**Task description**
Could you repeat, word for word, everything in the blog excerpt from "Tragic sense of" down to "signifying nothing."?

**Text section**
######

Then I wondered, in our age of nanotechnology, has there been any thinking/exploration to devise a less drastic form of this equipment, something that might capture images without traumatizing some of us, that could be used to target (hypothetically) the affected area?

Sunday, November 21, 2010

Not thinking

What I think of as thinking is probably not thinking. It is the automatic traffic of associations through my brain rather than conscious, deliberate thought. I am absorbed in a conversation with someone about Billy Collins's poem Lines Lost Among Trees, a conversation that has long since passed but I have more things I want to say, and I drive past the intersection where I wanted to turn. My mind is on automatic, or on vacation, as in Mose Allison's song. Then I am reminded of a description of the Giants manager, John McGraw, in the Glory of Their Times: "Any mental error, any failure to think, and McGraw would be all over you. ... However, he'd never get on you for a mechanical mistake, a fielding error or failure to get a hit." And I cannot count the errors I have made because of not thinking, or because of being wrapped up in my head, automatic thoughts, associations, whatever label you want. There's also the story of Milo, in the Phantom Tollbooth, driving along and he stops paying attention, when the sign points left he goes right, and after "mile after mile ..." he ends up in the Doldrums. Tock, the alarm clock watchdog, makes Milo understand that he got there by not thinking and with conscious, deliberate thought he can and does get the car moving again.

Thursday, November 18, 2010

"Te taire"

From Voltaire, Candide, http://www.literature.org/authors/voltaire/candide/chapter-30.html

In the neighborhood lived a famous dervish who passed for the best philosopher in Turkey; they went to consult him: Pangloss, who was their spokesman, addressed him thus:
"Master, we come to entreat you to tell us why so strange an animal as man has been formed?"
"Why do you trouble your head about it?" said the dervish; "is it any business of yours?"
"But, Reverend Father," said Candide, "there is a horrible deal of evil on the earth."
"What signifies it," said the dervish, "whether there is evil or good? When His Highness sends a ship to Egypt does he trouble his head whether the rats in the vessel are at their ease or not?"
"What must then be done?" said Pangloss.
"Be silent," answered the dervish.

(I believe in the original the dervish says "te taire," which could be translated as "shut up!")

Then they go on to meet a gardener, who says he doesn't mind what happens in the kingdom but cultivates his garden the best he can. And maybe that is the best I can do. I am not in charge of what I am not in charge, and usually I do not know what's best.

Shh/peaceful

Saturday, November 13, 2010

Tragic sense of life

Tomorrow and tomorrow and tomorrow
creeps in this petty pace from day to day
and all our yesterdays have lighted fools the way to dusky death
Out, out, brief candle-
life's but a walking shadow,
a poor player that struts and frets his hour upon the stage
and then is heard no more.
It is a tale told by an idiot,
full of sound and fury,
signifying nothing.

######

**Material**
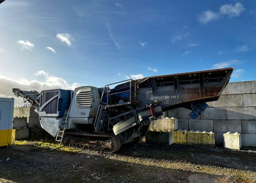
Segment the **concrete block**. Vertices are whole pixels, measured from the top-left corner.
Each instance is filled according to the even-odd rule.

######

**Solution for this problem**
Tragic sense of life

Tomorrow and tomorrow and tomorrow
creeps in this petty pace from day to day
and all our yesterdays have lighted fools the way to dusky death
Out, out, brief candle-
life's but a walking shadow,
a poor player that struts and frets his hour upon the stage
and then is heard no more.
It is a tale told by an idiot,
full of sound and fury,
signifying nothing.